→ **Page text**
######
The study included 211 patients with PH — 123 with PAH, 47 with chronic thromboembolic PH and 41 with other types of PH — who experienced COVID-19; Among them, 40.3% were outpatients, 32.2% were hospitalized in a conventional ward and 27.5% were in an ICU.

Treatment for hospitalized patients (n = 126) included corticosteroids (54%), high-flow oxygen (37.3%) and invasive ventilation (11.1%).

Researchers observed an overall mortality of 24.6% (95% CI, 18.8-30.5) and an in-hospital mortality of 41.3% (95% CI, 32.7-49.9). Overall, non-survivors were older than survivors (median age, 69.4 years vs. 61.8 years; P<.001) and a greater proportion were men (67.3% vs. 38.4%). Also, more non-survivors vs. survivors had comorbidities — including chronic respiratory disease (61.5% vs. 26.4%; P < .001) systemic hypertension (53.8% vs. 32.7%; P < .01) diabetes (30.8% vs. 16.4%; P = .02) and chronic renal failure (51.9% vs. 19.5%; P < .001)—and more severe PH at their most recent evaluation preceding COVID-19 diagnosis.
######
→ **Provided records**
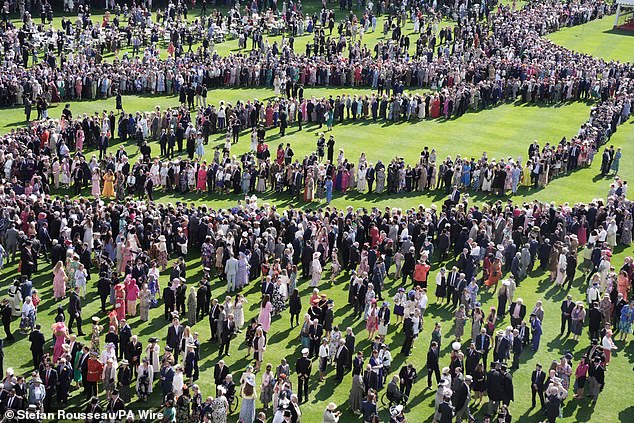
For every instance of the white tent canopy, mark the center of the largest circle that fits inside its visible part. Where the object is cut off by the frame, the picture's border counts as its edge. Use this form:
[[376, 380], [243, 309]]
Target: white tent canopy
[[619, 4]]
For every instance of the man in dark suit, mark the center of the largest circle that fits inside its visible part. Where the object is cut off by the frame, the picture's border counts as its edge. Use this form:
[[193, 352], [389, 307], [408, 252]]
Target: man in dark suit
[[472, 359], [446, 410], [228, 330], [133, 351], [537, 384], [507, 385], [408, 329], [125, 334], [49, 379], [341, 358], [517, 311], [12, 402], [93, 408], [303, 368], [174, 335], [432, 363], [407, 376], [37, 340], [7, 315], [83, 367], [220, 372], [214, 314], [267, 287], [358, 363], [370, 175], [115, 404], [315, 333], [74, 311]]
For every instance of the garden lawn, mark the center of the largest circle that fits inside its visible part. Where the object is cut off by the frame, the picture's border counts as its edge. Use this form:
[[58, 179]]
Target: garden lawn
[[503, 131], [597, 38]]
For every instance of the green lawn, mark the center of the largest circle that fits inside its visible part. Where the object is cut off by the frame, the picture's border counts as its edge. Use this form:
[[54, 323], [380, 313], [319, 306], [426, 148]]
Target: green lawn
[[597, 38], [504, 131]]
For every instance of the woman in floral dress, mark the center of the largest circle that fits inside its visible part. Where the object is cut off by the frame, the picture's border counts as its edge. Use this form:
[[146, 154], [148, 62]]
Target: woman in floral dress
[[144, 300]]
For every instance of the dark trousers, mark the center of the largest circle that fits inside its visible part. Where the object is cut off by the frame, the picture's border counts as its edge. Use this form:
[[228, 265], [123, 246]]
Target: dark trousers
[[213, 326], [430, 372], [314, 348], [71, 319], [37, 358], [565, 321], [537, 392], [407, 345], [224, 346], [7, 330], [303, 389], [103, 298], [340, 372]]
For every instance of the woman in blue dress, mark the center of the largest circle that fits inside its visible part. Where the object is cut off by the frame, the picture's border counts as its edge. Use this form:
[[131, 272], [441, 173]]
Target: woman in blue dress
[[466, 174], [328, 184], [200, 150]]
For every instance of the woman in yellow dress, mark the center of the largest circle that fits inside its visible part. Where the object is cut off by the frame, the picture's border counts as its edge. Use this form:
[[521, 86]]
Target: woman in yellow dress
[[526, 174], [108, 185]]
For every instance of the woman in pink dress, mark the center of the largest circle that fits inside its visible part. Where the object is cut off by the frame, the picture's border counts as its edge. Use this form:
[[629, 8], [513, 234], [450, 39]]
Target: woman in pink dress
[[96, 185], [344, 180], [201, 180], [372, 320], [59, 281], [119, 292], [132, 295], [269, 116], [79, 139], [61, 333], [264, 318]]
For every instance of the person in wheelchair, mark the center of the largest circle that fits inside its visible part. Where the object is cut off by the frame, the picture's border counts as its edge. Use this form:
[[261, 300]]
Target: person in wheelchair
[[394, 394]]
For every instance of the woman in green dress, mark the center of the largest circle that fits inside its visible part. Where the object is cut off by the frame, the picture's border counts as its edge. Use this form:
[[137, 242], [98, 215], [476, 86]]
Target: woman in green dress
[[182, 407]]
######
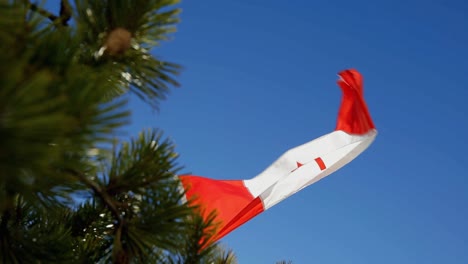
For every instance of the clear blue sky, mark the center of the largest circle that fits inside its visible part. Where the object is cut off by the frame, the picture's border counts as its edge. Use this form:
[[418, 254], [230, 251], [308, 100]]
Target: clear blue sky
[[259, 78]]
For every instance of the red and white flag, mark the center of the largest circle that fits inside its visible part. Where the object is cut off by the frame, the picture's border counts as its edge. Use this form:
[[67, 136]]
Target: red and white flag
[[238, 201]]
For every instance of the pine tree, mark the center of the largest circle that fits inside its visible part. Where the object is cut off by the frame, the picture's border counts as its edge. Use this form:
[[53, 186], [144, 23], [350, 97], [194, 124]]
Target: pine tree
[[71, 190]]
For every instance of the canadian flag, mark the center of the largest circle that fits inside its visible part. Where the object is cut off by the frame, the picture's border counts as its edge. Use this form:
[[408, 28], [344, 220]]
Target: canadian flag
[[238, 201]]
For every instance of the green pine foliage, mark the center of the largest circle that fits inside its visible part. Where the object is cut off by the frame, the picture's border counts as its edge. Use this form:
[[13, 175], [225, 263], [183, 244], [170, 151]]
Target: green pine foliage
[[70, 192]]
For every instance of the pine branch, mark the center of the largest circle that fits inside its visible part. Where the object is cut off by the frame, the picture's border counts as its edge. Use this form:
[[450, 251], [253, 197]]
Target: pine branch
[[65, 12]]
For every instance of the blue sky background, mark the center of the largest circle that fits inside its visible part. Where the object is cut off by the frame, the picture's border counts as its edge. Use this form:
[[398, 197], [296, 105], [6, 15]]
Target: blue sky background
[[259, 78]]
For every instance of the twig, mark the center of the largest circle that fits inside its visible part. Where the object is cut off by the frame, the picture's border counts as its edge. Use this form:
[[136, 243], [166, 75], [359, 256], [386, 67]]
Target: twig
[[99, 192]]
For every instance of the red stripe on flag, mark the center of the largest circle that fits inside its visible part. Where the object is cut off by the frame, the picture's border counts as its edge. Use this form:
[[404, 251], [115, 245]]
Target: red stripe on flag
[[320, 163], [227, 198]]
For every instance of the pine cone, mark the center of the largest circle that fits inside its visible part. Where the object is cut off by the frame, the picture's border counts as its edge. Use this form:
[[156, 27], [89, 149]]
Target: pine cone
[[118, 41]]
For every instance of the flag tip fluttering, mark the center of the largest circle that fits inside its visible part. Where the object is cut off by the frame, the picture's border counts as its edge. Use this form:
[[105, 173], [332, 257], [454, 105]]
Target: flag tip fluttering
######
→ **Problems and tasks**
1. According to the study summary, what was the in-hospital mortality among the patients?
2. Transcribe the study summary word for word from "The study included" to "were in an ICU.".
The records were taken from a different source than the study summary.

→ **Solutions by task**
1. 41.3% (95% CI, 32.7-49.9)

2.
The study included 211 patients with PH — 123 with PAH, 47 with chronic thromboembolic PH and 41 with other types of PH — who experienced COVID-19; Among them, 40.3% were outpatients, 32.2% were hospitalized in a conventional ward and 27.5% were in an ICU.